Text section:
A LIMERICK woman has spoken of the pain of losing her mother to Covid-19, and not being able to see her a final time.
The lady, who does not wish to be named in order to preserve her family’s anonymity, is heartbroken after her mother died in a local nursing home after contracting the deadly condition.
Her mother, who died aged 92, was previously in a relatively healthy condition, and her daughter could not bid her farewell due to the fact she now lives in Britain.
“My mum had three Covid-19 tests and they all came back negative. But when she woke up on Monday, January 18 with a temperature and she was diagnosed with Covid-19 later on that day. She passed away a few days later,” said the heartbroken woman who crossed the Irish Sea at the age of 18, spending her adult life there.
“My relationship with my mother has been on the telephone most of my adult life. I spoke with her so often though. When she told me she had a temperature, I told her not to worry. But obviously all I had in my head was Covid-19. I spoke with her the last time on Wednesday. January 20. She told me she was very sick. Then on Thursday, we got a call from the nursing home to say that Mum wouldn’t come back from this. On Friday, there was another call to say they didn’t expect her to last for much longer, and they would permit a window visit,” she said.
Her daughter was not able to do this, but her brother was able to see their mother one final time. And it was he who broke the tragic news of her passing.
“My Mum’s mental capacity was excellent. She didn’t have any onset dementia. She would have ticked away nicely for two or three more years. She never drank, she never smoked. There was nothing wrong with her,” she said.
Like so many Irish people overseas, she had to watch her mum’s funeral on a laptop computer.
“I cannot even talk about that,” she sobbed.
“I could have broken the rules, I could have flown into Belfast and come down to Limerick. But I wouldn’t have done it, just in case I had Covid-19 and passed it onto someone.”
“I never got to say goodbye to my mother properly, the way an Irish person should. We spend the last days of people we love with them, if we can.
“We then make sure they are dressed to the nines in their best outfit. There is the standing over the coffin talking about the person in it, and reminiscing. All of that was robbed,” she concluded.

Records supplied:
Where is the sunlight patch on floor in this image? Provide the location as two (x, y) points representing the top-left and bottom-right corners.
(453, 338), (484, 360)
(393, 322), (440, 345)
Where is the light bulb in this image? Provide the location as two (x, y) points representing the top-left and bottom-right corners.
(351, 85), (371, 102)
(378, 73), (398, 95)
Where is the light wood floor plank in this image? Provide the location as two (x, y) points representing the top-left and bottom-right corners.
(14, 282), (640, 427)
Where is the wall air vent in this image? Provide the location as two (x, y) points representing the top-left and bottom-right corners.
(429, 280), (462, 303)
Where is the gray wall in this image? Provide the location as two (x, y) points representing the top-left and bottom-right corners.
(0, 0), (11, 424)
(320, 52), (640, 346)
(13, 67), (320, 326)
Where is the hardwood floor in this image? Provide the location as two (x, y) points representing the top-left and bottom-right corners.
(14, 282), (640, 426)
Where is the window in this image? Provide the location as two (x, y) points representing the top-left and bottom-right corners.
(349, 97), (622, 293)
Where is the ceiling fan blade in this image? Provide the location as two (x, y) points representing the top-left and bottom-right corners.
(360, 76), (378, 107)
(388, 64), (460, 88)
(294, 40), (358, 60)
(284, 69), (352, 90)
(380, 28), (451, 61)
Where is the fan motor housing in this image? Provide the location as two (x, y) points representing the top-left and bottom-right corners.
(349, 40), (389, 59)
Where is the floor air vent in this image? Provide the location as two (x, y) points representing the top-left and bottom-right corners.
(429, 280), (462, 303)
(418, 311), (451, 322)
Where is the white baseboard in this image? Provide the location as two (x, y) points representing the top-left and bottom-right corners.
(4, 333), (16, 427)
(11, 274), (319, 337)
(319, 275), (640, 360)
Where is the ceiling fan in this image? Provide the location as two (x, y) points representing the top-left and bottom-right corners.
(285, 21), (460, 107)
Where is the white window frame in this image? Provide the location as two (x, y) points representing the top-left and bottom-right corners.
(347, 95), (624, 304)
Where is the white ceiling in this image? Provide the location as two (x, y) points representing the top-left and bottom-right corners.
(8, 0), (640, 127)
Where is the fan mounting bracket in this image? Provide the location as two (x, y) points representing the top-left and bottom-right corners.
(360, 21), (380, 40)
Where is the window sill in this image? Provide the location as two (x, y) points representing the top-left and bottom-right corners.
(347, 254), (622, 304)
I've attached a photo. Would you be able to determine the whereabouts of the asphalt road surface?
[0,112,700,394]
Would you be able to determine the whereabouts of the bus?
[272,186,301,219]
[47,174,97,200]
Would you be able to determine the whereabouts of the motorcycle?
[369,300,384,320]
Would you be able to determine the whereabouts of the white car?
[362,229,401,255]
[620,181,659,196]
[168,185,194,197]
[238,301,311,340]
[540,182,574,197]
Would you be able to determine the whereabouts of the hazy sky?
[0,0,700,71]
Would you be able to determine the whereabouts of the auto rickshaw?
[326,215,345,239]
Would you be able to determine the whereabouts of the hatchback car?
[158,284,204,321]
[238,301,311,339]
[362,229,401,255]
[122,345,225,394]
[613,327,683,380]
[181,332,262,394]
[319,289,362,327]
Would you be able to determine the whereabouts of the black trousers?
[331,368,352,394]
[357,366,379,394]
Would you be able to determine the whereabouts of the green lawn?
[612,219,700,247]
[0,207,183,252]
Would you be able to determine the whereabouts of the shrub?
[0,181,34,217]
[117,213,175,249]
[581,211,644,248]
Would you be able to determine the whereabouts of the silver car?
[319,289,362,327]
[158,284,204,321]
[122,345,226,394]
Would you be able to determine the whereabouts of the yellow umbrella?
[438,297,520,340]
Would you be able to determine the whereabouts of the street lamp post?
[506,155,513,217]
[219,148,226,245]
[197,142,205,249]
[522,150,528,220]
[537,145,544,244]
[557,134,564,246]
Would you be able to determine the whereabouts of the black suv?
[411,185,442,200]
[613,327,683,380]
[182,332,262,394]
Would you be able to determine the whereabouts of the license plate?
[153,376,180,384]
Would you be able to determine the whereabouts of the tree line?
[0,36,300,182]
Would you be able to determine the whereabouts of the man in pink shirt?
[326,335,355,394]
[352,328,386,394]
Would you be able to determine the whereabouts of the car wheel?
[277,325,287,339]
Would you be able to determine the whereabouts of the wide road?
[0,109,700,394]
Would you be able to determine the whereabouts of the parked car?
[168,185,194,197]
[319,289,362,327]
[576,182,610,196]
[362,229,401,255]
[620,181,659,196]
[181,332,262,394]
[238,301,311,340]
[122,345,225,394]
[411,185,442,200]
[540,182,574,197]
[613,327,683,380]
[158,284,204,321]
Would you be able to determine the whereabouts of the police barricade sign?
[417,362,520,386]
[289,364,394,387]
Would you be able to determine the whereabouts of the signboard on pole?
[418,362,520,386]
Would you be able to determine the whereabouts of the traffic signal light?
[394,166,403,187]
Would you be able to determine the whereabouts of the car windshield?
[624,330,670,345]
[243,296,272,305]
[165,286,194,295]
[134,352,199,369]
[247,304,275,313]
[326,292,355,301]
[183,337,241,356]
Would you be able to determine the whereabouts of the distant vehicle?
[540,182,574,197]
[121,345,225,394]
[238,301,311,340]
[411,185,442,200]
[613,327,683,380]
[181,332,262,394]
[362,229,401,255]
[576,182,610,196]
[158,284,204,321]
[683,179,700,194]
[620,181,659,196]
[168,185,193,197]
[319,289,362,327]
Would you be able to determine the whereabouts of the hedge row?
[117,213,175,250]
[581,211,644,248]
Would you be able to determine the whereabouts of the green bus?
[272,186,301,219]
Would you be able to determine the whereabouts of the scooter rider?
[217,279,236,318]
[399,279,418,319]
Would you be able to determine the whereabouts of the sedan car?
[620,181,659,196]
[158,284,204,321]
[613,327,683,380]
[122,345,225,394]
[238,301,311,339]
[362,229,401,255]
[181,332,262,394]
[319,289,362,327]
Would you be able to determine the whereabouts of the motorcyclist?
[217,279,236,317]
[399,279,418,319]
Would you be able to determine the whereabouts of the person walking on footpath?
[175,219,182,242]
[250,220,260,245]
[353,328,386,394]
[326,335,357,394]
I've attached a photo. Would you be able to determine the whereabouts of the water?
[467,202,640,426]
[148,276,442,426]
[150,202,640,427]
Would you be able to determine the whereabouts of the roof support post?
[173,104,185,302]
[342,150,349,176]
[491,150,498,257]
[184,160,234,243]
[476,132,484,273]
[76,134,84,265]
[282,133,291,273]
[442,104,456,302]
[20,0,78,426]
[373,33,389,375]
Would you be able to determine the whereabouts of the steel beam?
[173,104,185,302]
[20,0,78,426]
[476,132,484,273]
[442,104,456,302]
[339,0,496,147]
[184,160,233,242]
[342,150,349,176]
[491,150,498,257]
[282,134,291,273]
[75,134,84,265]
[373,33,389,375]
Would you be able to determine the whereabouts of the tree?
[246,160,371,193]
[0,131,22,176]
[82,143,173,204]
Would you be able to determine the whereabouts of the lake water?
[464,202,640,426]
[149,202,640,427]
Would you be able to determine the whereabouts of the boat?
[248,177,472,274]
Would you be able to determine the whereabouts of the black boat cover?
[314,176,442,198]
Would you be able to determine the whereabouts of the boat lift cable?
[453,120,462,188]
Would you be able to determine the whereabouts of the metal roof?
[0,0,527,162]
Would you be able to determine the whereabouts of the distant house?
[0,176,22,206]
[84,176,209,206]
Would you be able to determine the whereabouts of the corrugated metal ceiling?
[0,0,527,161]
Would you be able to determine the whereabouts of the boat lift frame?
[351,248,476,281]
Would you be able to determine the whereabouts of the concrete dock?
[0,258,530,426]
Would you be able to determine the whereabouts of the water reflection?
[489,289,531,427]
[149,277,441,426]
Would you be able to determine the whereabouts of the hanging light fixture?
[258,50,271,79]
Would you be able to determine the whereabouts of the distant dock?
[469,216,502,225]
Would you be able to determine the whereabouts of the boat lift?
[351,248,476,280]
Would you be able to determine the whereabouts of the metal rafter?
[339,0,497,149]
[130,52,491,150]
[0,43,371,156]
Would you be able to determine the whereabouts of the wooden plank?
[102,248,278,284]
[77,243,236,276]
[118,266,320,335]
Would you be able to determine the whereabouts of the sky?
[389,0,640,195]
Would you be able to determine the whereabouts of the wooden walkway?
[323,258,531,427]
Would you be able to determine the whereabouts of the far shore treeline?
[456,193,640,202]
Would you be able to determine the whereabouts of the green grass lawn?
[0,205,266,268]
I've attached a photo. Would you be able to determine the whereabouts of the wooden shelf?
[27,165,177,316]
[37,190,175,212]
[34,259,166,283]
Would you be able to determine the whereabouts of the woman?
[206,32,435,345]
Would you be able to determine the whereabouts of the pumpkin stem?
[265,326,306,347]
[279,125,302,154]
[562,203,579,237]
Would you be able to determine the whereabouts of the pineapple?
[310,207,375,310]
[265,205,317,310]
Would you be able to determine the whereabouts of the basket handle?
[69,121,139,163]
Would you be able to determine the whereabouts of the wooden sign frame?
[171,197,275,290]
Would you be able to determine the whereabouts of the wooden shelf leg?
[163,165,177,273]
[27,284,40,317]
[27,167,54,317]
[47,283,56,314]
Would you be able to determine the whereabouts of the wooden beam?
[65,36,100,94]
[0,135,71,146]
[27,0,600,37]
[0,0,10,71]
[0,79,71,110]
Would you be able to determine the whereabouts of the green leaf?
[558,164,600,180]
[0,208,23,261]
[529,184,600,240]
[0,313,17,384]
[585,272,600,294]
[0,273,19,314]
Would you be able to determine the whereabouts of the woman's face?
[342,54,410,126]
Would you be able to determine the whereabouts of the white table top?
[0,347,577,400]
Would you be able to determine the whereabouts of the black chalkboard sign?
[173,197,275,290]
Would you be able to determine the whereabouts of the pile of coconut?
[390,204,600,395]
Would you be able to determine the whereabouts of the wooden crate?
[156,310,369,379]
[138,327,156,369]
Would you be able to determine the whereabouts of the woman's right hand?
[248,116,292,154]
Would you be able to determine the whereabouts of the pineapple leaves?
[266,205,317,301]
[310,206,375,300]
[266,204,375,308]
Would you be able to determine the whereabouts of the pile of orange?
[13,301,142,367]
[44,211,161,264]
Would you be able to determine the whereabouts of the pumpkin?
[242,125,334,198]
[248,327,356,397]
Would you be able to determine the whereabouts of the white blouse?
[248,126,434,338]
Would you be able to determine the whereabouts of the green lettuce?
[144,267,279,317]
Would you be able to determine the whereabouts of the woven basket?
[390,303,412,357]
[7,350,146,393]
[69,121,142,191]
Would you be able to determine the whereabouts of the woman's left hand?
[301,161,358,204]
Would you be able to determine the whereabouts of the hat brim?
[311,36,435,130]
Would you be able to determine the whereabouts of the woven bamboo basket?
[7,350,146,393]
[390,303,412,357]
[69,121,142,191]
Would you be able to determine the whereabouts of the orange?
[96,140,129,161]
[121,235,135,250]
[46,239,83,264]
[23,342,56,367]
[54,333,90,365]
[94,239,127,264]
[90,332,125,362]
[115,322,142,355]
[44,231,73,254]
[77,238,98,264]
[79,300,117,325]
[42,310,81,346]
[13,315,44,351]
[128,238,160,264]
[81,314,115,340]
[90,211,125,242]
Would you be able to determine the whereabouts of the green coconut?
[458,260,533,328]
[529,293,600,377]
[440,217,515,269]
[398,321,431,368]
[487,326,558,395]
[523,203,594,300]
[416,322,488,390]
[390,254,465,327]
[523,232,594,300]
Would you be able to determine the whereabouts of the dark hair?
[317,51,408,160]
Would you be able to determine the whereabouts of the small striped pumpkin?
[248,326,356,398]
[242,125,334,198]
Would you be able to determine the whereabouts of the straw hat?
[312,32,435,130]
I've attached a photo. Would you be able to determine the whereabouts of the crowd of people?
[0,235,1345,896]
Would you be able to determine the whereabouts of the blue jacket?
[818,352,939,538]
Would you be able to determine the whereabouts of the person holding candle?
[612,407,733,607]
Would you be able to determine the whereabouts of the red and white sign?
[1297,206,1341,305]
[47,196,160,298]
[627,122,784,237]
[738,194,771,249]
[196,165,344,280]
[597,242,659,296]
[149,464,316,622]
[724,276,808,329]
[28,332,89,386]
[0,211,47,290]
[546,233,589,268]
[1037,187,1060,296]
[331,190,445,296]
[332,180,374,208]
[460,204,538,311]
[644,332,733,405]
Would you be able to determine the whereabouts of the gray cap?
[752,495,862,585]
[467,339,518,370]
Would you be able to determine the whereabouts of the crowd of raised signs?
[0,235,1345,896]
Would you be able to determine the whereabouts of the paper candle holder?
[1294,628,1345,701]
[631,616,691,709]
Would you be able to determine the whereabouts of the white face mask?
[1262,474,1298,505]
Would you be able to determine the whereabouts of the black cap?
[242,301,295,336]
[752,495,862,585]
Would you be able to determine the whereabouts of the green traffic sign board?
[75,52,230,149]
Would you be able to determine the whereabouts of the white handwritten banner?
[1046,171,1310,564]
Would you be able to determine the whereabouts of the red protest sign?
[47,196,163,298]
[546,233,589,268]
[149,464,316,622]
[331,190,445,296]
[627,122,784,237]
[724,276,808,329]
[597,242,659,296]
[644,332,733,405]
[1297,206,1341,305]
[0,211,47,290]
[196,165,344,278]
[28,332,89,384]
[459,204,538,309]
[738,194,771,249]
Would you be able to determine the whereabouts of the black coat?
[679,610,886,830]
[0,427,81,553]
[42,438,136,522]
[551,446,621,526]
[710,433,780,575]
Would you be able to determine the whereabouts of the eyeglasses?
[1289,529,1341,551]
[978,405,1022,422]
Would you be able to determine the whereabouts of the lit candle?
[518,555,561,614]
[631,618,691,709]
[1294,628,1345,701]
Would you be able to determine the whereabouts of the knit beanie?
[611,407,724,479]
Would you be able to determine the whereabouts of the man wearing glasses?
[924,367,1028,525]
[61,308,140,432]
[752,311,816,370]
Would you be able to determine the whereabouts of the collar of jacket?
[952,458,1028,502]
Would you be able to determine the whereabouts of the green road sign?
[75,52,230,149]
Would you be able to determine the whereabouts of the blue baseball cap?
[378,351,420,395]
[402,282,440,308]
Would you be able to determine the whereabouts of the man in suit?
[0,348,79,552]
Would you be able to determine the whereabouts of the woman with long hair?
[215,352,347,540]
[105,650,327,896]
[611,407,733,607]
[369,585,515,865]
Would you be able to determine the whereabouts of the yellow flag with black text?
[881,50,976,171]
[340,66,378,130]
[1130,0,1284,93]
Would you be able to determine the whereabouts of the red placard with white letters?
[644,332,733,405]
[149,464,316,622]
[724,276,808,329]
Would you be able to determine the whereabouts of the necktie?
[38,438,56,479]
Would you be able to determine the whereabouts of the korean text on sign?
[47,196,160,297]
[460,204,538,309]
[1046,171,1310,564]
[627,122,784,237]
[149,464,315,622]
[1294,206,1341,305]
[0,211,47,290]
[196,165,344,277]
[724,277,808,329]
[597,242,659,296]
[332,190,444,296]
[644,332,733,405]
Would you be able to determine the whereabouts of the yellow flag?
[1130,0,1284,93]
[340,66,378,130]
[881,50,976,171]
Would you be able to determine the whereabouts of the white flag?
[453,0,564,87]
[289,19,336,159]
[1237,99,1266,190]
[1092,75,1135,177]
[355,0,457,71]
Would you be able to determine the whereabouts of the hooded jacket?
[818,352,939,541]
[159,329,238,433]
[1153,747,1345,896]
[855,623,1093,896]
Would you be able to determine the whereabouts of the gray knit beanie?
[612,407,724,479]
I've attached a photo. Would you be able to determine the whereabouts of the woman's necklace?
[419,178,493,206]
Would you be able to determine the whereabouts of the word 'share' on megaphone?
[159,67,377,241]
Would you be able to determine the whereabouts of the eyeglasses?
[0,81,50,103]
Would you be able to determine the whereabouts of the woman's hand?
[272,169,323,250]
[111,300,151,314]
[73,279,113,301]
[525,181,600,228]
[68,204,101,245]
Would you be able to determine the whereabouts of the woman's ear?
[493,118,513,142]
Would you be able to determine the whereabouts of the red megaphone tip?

Questions to answer:
[a] Rewrite the paragraph of the news report beginning "My relationship with my mother" as a bulleted list that keeps its main facts.
[b] Answer these questions using the news report:
(i) How old was the mother when she died?
(ii) At what age did the daughter cross the Irish Sea?
(iii) On what device did she watch her mother's funeral?
[c] From the news report, copy the passage starting with "The lady, who" and going on through "the deadly condition.".

Answer list:
[a]
- Throughout her adult life, she kept in touch with her mother mostly by telephone, speaking with her very often.
- When her mother said she had a temperature, she told her not to worry, though Covid-19 was all she could think of.
- They last spoke on Wednesday, January 20, when her mother said she was very sick.
- On Thursday, the nursing home called to say her mother would not recover.
- On Friday, a second call said she was not expected to last much longer and that a window visit would be permitted.

[b]
(i) 92
(ii) 18
(iii) A laptop computer

[c]
The lady, who does not wish to be named in order to preserve her family’s anonymity, is heartbroken after her mother died in a local nursing home after contracting the deadly condition.